**Data supplied:**
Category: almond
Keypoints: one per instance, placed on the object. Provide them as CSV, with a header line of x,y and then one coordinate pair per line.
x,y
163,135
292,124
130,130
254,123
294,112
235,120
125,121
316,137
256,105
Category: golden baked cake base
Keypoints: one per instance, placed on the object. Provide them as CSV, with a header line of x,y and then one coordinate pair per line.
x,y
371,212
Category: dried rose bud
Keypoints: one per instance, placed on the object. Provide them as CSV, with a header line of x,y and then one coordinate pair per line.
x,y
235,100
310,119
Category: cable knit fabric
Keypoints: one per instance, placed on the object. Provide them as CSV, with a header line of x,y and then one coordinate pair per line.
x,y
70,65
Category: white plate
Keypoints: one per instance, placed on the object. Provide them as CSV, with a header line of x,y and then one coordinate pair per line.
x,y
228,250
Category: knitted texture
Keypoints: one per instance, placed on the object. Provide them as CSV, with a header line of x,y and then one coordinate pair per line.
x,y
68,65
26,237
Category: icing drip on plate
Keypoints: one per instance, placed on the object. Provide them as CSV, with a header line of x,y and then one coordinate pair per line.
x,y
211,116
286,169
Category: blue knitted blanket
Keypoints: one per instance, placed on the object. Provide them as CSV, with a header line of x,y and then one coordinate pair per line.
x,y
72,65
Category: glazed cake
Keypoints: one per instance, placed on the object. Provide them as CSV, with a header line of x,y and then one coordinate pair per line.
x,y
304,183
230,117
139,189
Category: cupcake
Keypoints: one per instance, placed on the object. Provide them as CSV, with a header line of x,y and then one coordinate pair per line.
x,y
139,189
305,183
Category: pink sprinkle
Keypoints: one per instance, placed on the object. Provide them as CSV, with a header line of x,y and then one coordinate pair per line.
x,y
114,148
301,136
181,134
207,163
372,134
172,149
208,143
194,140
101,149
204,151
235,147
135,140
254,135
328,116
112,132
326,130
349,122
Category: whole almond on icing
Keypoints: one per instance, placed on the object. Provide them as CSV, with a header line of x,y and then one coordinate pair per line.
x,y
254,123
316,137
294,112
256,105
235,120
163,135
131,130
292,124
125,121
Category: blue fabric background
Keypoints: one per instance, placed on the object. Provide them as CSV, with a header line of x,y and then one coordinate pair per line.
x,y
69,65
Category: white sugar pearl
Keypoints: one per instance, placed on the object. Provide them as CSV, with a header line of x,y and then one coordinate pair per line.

**Task item:** Print, from the entries above, the line with "Category: icing drip on plate", the line with "Category: blue knitted blanket" and all lines between them, exactly and with nothing else.

**Solution to this problem:**
Category: icing drip on plate
Keypoints: one per instance, placed on the object. Provide them as CSV, with a header line of x,y and then one coordinate pair per line.
x,y
211,116
286,169
Category: blue knitted blanket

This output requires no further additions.